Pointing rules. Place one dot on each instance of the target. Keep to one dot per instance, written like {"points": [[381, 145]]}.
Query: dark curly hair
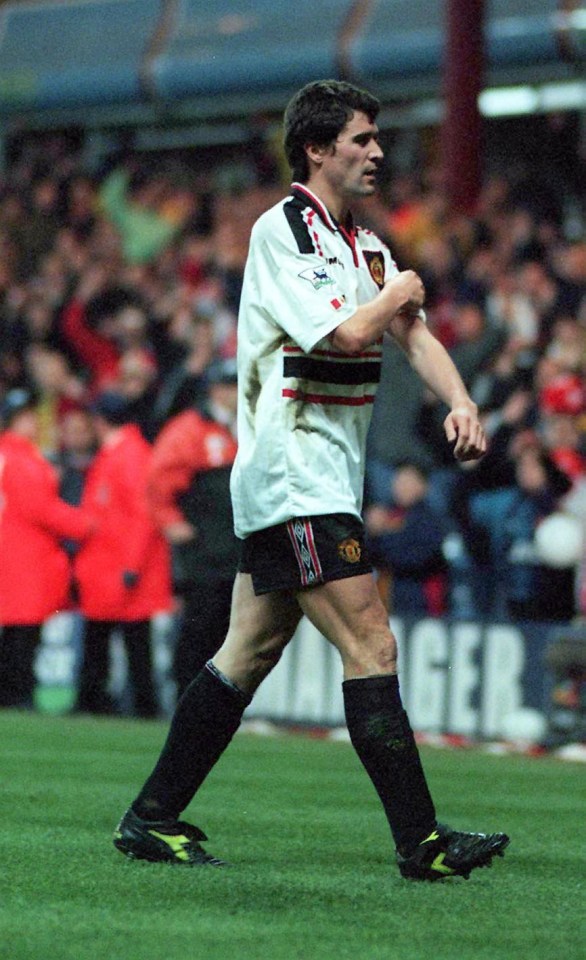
··········
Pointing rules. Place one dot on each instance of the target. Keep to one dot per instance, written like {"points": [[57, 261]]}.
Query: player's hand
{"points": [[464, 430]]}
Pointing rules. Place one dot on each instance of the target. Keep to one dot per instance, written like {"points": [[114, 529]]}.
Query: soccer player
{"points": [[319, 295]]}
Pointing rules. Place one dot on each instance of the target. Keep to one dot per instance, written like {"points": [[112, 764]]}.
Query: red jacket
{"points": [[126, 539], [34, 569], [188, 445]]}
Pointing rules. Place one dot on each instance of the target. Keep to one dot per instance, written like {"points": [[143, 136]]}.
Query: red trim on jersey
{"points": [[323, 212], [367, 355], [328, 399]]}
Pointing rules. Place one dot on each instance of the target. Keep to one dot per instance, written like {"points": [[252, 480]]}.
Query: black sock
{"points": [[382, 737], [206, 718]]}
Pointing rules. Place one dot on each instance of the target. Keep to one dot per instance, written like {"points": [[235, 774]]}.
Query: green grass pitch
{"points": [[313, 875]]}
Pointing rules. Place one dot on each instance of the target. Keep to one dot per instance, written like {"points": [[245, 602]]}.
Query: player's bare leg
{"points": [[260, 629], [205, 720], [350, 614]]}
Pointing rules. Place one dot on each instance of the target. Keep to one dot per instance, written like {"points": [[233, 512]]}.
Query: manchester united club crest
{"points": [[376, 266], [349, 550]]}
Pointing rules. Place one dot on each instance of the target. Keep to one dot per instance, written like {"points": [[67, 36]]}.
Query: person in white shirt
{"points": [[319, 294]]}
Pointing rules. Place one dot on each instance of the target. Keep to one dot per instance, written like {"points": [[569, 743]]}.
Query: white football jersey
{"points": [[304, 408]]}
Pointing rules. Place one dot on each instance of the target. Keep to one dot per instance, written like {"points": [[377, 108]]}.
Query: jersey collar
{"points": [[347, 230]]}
··········
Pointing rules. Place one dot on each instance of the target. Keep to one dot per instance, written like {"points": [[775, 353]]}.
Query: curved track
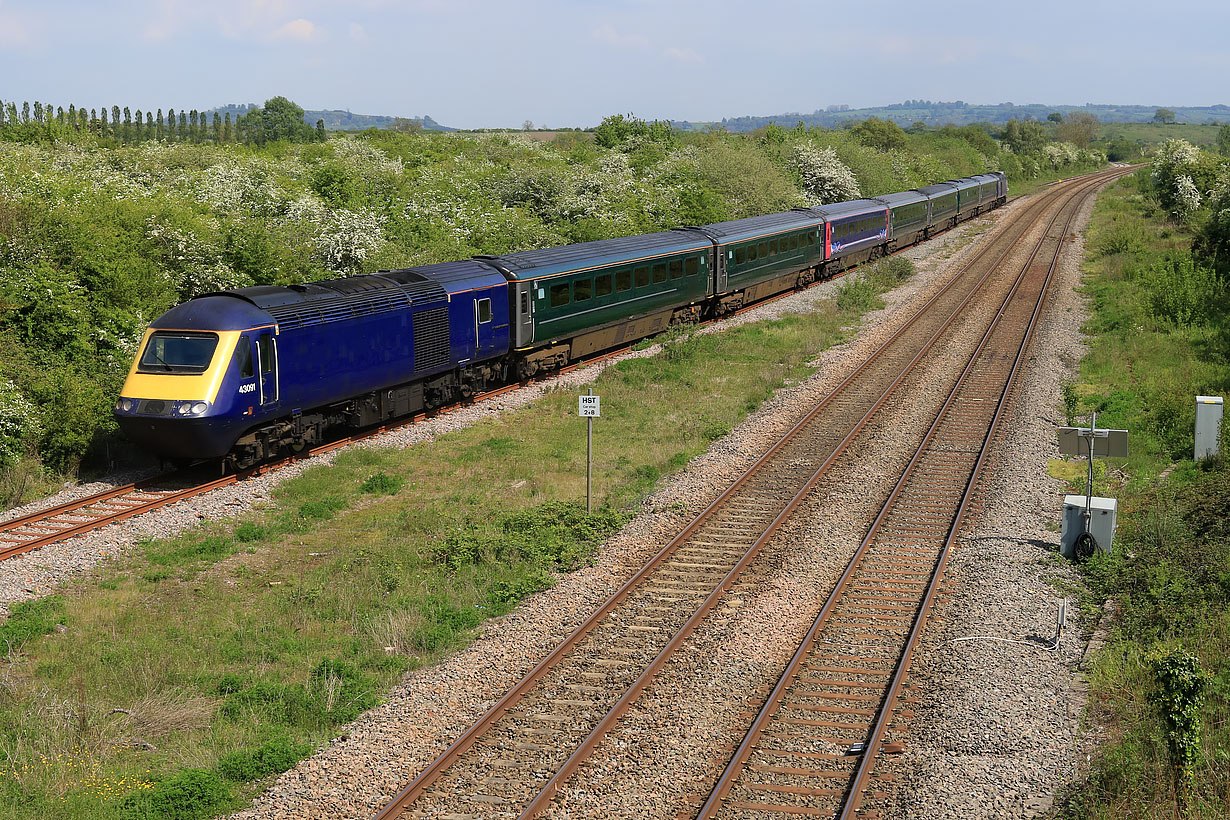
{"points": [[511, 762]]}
··········
= Goal of the exercise =
Which lines of the material above contain the word "player"? Show each one in full.

= Expected answer =
Query: player's hand
Query: soccer player
Query: player's bare leg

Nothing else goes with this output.